## EXERCISE DIRECTIONS
Give the lines below, from the line with "thatched roof lodge" to the line with "264;308;490;361", both included, as a JSON list of strings with one string per line and blank lines left out.

------------------------------------

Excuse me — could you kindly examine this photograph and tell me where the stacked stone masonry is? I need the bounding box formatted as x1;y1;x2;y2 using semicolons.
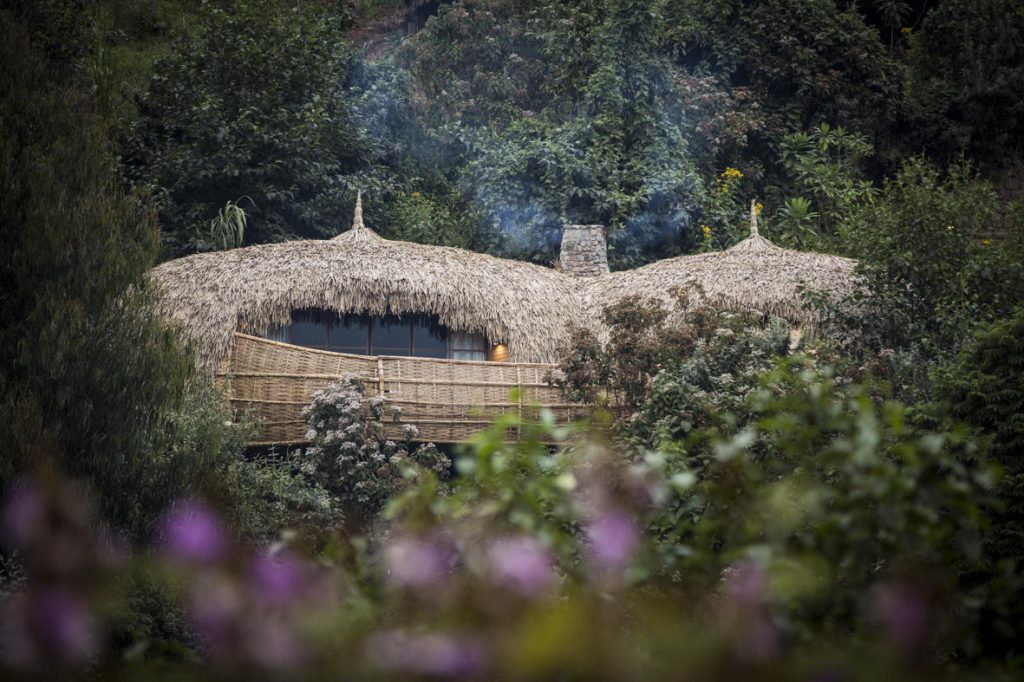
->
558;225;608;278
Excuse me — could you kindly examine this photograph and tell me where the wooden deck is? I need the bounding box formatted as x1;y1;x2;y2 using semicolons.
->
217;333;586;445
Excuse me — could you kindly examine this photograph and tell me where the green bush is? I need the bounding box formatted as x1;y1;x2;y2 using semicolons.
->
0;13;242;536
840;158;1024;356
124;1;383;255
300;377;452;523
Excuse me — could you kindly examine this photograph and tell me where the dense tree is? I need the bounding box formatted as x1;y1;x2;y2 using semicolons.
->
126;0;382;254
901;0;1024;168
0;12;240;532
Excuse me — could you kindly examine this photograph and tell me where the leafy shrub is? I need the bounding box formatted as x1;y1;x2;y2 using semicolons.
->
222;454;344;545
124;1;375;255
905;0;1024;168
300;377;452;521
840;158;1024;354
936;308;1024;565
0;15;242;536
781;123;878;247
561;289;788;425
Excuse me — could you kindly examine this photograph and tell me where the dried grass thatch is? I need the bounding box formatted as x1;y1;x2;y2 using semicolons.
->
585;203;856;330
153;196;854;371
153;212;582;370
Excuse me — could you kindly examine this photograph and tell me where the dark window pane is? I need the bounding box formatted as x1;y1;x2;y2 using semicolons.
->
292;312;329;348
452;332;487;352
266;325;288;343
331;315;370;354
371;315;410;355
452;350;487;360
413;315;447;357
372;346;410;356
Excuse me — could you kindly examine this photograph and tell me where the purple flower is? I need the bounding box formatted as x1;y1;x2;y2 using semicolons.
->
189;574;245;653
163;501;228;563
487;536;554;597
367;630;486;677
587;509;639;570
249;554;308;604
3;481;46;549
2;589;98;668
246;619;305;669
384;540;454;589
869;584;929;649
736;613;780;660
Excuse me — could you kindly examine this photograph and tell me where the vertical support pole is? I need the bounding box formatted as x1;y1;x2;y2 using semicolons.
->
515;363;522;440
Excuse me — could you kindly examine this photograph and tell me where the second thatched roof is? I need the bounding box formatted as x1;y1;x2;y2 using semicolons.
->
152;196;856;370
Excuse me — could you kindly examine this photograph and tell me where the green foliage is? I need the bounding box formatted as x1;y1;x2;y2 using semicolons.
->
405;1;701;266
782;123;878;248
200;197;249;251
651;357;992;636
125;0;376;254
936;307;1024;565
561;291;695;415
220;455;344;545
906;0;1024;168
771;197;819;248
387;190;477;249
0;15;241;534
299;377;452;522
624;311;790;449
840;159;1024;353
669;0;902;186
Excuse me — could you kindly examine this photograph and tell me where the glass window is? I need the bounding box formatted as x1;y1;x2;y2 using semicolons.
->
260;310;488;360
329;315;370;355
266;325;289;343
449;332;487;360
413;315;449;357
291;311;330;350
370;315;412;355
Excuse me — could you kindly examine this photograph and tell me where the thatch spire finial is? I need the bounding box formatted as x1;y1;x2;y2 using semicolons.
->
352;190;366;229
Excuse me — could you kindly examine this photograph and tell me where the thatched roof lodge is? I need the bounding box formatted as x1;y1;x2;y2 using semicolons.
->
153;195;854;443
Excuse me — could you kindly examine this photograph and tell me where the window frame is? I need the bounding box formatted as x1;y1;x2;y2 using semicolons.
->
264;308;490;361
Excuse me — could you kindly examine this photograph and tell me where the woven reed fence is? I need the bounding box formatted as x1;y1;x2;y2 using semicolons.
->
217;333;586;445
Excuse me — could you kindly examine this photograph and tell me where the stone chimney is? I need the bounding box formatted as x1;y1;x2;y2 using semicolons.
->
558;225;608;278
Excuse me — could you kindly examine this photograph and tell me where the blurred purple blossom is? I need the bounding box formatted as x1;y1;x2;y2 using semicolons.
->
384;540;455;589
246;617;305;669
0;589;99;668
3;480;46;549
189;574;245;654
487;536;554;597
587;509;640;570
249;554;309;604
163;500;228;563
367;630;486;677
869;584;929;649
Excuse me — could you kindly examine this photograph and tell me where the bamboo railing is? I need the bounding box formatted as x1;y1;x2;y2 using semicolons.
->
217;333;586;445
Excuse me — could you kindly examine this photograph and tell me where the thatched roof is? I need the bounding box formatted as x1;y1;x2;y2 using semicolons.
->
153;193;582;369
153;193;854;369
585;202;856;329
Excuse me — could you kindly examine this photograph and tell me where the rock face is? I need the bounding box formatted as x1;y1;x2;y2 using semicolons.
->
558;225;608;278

------------------------------------

## CORRECT RESULT
[
  "Excuse me — could you kindly examine this photograph and tell me where the thatched roof lodge is? I need the bounding box formatted as x1;y1;x2;y2 using semicolons.",
  "->",
  "153;195;854;443",
  "Excuse me — could you kindly examine this photograph and tell me where the window frame is? I need the bounding box formatted as x1;y1;x2;y2 using semicolons.",
  "->",
  "264;308;490;361"
]